**Selected passage:**
--*--

This is an archived article that was published on sltrib.com in 2016, and information in the article may be outdated. It is provided only for personal research purposes and may not be reprinted.

If you are doing something the wrong way, practicing it over and over doesn't help you get better. It just cements bad habits. See: Shaquille O'Neal, free throw shooting.

See also: Utah Republicans, democracy.

At its annual state convention Saturday, the Utah Republican Party saw its sitting governor, among the most popular chief executives in the nation and holding a wide lead in the polls, come in second among convention delegates.

But then that same convention also approved an absurd resolution calling on state and local officials to ignore anything that has happened since 1865 and "nullify" any federal laws, rulings or regulations Utahns might oppose.

All more support, were that necessary, for the conclusion that the caucus and convention system the party doggedly clings to is a way for the few to have power over the many.

The argument is that convention delegates are better able than the average voter to take the measure of each candidate. But that doesn't help at all when the people doing the measuring are so overwhelmingly unrepresentative, not only of the state but also of the party's general membership.

Gov. Gary Herbert will still be on the statewide primary election ballot June 28. There his fate will be determined, not by a mere 4,000 convention delegates, but by as many as 600,000 registered Republicans.

Herbert held his challenger, businessman Jonathan Johnson, to less than 60 percent of the convention delegates. Enough, under the old rules, to keep Johnson from winning the party's nod outright. Herbert also gathered the signatures necessary to qualify for the primary, no matter the convention outcome, under the terms of last year's Senate Bill 54.

--*--

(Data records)
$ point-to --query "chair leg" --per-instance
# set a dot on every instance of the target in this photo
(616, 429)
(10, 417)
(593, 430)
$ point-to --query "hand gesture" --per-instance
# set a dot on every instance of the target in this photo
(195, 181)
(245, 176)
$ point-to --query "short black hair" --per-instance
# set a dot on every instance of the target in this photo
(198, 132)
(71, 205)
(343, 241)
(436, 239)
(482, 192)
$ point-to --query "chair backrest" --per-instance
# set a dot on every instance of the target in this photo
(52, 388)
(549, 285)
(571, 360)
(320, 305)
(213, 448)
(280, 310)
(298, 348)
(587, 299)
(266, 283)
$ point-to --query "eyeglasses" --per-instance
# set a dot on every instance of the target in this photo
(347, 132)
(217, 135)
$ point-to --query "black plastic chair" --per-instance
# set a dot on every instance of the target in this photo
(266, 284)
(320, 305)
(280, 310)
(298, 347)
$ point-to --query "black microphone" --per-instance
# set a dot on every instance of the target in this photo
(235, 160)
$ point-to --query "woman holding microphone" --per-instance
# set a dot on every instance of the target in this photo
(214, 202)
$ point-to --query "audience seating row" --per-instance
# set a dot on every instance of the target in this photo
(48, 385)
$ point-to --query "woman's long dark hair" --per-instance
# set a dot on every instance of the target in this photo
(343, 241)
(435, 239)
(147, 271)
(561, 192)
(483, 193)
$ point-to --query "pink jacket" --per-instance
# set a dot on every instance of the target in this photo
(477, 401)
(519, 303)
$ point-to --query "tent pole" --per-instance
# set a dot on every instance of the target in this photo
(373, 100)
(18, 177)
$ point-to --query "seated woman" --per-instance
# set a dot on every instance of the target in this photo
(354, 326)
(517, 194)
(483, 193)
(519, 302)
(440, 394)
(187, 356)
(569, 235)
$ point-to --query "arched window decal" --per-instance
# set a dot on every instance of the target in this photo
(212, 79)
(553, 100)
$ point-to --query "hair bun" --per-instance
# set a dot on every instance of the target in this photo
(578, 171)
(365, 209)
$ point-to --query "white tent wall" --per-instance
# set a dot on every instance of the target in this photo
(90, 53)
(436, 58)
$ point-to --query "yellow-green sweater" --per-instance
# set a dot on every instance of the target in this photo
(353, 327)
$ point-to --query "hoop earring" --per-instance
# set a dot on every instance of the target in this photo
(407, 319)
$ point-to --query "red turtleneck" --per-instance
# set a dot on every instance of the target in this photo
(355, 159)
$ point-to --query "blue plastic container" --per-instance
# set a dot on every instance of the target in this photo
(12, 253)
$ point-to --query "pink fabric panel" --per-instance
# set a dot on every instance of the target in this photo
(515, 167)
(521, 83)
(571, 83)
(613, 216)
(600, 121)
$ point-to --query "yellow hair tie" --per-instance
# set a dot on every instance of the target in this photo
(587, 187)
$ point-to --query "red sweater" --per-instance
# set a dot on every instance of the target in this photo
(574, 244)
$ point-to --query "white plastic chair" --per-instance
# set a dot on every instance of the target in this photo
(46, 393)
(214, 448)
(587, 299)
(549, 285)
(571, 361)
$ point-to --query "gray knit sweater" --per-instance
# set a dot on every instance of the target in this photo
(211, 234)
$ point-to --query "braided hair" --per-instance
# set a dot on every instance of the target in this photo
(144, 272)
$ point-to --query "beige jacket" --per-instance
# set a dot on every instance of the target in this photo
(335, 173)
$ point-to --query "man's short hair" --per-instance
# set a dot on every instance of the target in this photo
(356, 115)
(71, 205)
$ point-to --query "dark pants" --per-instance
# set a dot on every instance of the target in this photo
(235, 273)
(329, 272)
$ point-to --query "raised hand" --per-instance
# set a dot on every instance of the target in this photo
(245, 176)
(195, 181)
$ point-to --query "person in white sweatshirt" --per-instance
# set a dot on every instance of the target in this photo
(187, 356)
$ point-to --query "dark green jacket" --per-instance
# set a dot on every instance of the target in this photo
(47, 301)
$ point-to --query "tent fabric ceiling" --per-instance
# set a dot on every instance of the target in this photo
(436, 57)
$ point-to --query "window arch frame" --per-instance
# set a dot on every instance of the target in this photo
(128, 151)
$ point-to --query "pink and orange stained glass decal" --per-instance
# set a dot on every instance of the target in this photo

--*--

**Work order 1:**
In the editorial on the Utah Republican convention, on what date is the statewide primary election?
**Work order 2:**
Decide whether each statement agrees with the editorial on the Utah Republican convention, answering yes or no and quoting the words that settle it: (a) Gary Herbert finished first among convention delegates. (b) Herbert collected enough signatures to qualify for the primary. (c) The primary will be decided by about 4,000 convention delegates.
**Work order 3:**
Continue the editorial on the Utah Republican convention, starting after its last sentence.

**Expected answer 1:**
June 28

**Expected answer 2:**
(a) No: "come in second among convention delegates."
(b) Yes: "Herbert also gathered the signatures necessary to qualify for the primary"
(c) No: "not by a mere 4,000 convention delegates, but by as many as 600,000 registered Republicans."

**Expected answer 3:**
Facing that larger, and more moderate, electorate, Herbert likes his chances. His approval rating has been set at 55 percent or above, and a recent poll places his re-election support among registered Republicans at 72 percent.

His policies, including his Healthy Utah version of Medicaid expansion, support for public education and comfort with the status quo on laws governing firearms, put Herbert well in the mainstream of Utah political thought.

Johnson's hot-head call for the state to immediately sue the federal government for control of 30 million acres of federal land within the state's borders, his incorrect charge that Herbert has ceded control of the state's school curriculum to the feds, his hope to continue the futile fight against same-sex marriage, place him well to the right of Utah's general population and even its mainstream Republicans.

But, apparently, well within the comfort zone of convention delegates. Which is why SB54, and the Count My Vote initiative that preceded it, should be the direction of Utah's political future.